▶ [WHAT IS ASKED]:
Start at the line containing "Could you please drop a point on the woven" and transcribe every line exactly through the end of the records below, and only those lines.

▶ [Records from a data collection]:
※ ※ ※

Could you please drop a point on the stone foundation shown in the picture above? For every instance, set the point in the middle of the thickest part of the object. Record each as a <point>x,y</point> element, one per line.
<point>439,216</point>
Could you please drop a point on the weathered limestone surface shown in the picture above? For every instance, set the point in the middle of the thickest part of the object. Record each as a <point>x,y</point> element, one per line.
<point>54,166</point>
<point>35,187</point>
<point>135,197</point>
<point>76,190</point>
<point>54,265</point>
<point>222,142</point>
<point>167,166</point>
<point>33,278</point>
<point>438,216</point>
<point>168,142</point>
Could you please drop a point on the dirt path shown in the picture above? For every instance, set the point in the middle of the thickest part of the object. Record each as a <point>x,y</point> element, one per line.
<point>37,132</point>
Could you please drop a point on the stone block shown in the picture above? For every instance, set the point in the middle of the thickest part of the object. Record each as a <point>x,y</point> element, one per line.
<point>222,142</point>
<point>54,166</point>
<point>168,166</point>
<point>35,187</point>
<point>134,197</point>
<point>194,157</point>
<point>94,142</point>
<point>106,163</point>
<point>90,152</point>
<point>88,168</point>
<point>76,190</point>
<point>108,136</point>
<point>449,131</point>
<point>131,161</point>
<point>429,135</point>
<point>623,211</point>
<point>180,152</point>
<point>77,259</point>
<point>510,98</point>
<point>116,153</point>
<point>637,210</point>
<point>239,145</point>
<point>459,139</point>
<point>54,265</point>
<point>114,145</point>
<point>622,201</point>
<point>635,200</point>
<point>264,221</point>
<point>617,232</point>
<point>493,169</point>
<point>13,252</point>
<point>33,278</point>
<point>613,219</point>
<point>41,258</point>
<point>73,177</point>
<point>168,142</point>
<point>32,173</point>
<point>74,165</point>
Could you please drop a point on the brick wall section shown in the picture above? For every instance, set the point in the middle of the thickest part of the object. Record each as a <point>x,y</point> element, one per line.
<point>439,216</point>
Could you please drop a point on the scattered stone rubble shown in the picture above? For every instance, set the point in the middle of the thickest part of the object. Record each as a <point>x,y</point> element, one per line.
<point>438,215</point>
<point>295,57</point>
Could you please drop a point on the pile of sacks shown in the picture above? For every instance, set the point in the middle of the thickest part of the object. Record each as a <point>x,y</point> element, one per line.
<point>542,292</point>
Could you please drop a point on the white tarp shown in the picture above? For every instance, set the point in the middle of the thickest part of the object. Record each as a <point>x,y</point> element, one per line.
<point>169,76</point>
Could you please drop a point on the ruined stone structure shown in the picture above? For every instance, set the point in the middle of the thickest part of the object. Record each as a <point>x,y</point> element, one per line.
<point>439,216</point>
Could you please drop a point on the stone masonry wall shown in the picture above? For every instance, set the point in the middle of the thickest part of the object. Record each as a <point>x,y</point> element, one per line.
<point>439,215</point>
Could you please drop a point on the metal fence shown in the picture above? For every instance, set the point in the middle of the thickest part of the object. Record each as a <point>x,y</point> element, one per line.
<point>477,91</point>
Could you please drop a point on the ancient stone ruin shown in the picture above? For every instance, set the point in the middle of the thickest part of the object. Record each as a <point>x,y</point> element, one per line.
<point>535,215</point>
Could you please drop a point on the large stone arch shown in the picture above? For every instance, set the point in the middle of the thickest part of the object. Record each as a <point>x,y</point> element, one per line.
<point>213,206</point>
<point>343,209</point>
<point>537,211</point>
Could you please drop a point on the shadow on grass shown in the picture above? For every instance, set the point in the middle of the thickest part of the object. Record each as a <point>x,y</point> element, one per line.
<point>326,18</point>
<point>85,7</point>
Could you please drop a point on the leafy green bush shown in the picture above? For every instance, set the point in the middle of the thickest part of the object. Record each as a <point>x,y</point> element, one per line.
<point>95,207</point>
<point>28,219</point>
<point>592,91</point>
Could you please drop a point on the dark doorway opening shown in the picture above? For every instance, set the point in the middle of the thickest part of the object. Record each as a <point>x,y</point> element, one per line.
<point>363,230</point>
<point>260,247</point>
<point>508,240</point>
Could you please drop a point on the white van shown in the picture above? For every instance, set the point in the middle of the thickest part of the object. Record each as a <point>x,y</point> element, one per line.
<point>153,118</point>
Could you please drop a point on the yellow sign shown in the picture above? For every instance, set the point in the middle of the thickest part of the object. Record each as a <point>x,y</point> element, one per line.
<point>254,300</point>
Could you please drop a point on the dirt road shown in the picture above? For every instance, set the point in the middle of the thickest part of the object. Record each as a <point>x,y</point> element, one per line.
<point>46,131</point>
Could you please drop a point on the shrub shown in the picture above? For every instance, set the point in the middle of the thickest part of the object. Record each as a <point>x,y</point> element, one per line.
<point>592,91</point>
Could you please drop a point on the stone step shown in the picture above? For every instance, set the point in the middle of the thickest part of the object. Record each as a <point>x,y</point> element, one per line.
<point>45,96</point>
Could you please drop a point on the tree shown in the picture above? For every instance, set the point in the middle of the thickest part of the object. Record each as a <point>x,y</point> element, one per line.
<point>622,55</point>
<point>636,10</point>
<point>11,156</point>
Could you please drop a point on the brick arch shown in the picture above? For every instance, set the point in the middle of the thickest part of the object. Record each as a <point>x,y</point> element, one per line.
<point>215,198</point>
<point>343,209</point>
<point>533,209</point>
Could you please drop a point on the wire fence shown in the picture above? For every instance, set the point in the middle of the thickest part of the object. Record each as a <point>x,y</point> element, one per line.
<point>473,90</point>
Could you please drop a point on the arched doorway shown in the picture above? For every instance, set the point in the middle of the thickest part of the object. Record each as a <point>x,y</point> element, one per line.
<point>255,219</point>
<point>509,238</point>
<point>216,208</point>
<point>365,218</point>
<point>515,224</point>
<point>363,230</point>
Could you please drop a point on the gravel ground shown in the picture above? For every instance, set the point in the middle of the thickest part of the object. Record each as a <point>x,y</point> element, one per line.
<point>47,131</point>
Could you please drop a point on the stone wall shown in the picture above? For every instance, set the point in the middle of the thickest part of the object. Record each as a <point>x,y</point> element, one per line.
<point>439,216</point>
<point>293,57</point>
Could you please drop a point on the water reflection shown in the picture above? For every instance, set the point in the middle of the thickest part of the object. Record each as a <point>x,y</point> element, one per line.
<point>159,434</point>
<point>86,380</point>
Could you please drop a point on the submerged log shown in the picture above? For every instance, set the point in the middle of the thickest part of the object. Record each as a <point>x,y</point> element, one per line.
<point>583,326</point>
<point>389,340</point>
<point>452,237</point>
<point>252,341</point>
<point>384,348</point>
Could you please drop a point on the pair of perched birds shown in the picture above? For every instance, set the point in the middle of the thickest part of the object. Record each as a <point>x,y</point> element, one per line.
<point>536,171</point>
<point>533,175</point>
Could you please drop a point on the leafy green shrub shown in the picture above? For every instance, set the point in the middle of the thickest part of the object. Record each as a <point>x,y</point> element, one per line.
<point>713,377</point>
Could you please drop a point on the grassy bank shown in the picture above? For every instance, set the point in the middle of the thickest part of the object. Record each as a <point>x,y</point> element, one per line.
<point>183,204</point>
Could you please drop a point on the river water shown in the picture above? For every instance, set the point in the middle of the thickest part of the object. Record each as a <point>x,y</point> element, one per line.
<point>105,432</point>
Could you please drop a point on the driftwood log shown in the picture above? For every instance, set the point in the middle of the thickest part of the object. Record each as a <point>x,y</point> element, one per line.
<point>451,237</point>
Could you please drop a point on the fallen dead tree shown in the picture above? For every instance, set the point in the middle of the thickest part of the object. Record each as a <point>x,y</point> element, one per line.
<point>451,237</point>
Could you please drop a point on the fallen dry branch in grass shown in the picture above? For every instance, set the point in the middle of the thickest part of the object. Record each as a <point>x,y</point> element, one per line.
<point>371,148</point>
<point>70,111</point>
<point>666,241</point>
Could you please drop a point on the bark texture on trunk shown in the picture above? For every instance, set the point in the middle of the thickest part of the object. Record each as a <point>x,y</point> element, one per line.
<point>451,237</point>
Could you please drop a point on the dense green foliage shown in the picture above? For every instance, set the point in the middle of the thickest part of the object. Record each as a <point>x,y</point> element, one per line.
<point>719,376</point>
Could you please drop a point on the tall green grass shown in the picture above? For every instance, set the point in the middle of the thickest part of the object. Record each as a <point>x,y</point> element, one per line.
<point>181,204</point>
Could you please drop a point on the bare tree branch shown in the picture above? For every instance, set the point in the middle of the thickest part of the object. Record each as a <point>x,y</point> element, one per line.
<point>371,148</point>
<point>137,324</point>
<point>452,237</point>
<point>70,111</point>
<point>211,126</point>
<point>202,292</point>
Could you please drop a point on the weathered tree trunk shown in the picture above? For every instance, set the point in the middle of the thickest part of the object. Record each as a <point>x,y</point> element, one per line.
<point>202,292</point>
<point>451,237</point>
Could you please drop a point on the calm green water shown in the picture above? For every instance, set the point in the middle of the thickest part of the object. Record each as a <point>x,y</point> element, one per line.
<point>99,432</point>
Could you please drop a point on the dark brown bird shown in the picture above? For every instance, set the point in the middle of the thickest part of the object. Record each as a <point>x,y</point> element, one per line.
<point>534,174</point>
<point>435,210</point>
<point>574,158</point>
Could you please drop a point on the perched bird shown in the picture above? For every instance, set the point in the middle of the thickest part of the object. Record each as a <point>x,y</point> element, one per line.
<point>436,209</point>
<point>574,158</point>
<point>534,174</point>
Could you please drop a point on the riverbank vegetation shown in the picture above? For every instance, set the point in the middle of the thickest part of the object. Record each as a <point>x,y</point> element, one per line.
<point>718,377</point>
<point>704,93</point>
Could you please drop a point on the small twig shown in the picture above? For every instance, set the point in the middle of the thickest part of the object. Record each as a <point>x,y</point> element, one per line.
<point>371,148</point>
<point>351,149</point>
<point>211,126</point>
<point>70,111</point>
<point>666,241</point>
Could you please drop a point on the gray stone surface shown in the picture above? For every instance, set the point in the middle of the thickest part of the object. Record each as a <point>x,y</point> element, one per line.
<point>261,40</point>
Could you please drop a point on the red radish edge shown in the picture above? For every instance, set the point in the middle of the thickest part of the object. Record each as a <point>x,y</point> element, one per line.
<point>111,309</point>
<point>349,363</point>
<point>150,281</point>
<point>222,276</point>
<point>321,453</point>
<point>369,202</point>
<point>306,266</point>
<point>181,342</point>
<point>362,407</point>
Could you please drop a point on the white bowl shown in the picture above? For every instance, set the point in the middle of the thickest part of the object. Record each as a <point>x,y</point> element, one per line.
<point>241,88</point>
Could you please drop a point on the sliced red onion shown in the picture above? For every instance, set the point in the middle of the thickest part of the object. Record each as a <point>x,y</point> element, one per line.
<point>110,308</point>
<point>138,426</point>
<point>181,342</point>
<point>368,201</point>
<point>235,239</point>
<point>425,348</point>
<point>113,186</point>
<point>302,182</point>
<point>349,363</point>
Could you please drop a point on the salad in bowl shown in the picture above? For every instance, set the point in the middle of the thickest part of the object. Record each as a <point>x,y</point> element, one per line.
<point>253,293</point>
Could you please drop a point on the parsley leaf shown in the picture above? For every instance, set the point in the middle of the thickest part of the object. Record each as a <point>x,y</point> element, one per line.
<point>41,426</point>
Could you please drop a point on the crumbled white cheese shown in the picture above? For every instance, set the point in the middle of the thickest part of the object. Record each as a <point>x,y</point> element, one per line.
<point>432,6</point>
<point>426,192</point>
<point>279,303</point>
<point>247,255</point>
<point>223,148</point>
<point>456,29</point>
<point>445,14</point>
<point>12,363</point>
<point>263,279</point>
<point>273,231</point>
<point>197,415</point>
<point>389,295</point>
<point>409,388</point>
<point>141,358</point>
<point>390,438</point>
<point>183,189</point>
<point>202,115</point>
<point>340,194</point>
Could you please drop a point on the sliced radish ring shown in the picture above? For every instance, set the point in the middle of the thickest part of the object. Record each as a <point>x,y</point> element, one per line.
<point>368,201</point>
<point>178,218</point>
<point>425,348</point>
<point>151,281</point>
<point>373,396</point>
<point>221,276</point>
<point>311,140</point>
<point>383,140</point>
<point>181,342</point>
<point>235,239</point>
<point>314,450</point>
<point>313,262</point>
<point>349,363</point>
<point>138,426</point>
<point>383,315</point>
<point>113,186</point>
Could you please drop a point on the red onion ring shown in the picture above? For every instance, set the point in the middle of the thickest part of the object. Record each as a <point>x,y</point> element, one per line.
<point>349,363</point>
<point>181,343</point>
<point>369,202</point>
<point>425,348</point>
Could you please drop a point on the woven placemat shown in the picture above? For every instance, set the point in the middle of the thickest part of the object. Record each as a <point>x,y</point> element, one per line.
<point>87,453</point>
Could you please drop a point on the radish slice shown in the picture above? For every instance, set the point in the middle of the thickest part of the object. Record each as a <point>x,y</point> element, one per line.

※ ※ ※

▶ [RESULT BELOW]:
Could you please drop a point on the woven placemat shown in the picture above? For every instance, set the point in the middle of the thickest part of the object. Record each as a <point>x,y</point> element, one per line.
<point>87,453</point>
Could you please drop a point on the radish slice shown in the picture above? For every instance, set the point in the middle of the thickest part of the object. Record each as a <point>x,y</point> element, one per line.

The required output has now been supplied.